Transcribe the part of the docking excerpt starting with "Docking is a" and going on through "derive consensus scores.".

# Excerpt to read:
::::
Docking is a widely used computational method to predict the likelihood of meaningful complementarity between small molecule compounds and protein targets [8, 9]. Despite major advances in algorithms and hardware, the quality of discrimination available within current docking programs remains sub-optimal [10]. When we combine thousands of proteins with tens of thousands of ligands, the task becomes computationally challenging. To surmount this obstacle, efforts have been made to combine docking programs to derive consensus scores.

A major advance in VS began with the implementation of screening combining inputs from multiple VS platforms, a methodology popularly known as “consensus scoring” (CS) [11, 12]. Trial-and-error implementations of consensus CS generates superior ligand–protein matching when compared to individual VS [11,12,13]. Initially conceptualized by Charifson [14], consensus scoring algorithms have been employed in both structure-based and ligand-based virtual screening [15, 16] and are now becoming the norm [17], making contributions to the identification of drug candidates for Ebola [18] and Zika [19]. Recently, Scardino et al [20] have employed a new consensus method that uses ranking and pose of the docked ligands to ensure more robust virtual screening. A key advantage of consensus scoring over individual VS is its ability to reduce false positives and negatives in virtual screening [14], thereby optimizing the time and resources required.
::::
[Collected data entries]

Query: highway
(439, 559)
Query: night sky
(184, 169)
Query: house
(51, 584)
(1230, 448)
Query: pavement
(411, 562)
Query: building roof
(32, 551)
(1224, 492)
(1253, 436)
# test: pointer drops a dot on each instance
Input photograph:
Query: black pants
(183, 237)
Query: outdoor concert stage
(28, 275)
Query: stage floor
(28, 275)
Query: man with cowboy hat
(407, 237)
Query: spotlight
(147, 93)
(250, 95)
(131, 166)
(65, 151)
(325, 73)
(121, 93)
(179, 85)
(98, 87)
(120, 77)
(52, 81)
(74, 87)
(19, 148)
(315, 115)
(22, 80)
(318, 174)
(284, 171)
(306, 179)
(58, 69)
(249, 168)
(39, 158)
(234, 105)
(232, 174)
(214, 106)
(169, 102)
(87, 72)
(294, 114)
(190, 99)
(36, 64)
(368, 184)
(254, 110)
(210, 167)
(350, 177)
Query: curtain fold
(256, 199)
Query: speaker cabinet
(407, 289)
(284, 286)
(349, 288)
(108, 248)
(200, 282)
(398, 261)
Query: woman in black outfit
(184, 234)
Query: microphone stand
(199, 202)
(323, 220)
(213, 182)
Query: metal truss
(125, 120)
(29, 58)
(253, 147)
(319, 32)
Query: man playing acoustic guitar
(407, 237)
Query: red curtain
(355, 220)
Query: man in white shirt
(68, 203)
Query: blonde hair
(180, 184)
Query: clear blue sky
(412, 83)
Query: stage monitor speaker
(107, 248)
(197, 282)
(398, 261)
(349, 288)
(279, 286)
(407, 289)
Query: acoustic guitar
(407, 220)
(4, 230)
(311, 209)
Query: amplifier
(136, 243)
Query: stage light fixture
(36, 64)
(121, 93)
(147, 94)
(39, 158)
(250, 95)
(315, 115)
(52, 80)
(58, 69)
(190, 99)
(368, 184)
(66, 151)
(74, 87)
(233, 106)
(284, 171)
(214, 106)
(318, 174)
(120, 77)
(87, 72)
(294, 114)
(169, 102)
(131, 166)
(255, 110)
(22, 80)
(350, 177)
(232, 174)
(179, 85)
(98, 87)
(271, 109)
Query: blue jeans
::::
# Exercise result:
Docking is a widely used computational method to predict the likelihood of meaningful complementarity between small molecule compounds and protein targets [8, 9]. Despite major advances in algorithms and hardware, the quality of discrimination available within current docking programs remains sub-optimal [10]. When we combine thousands of proteins with tens of thousands of ligands, the task becomes computationally challenging. To surmount this obstacle, efforts have been made to combine docking programs to derive consensus scores.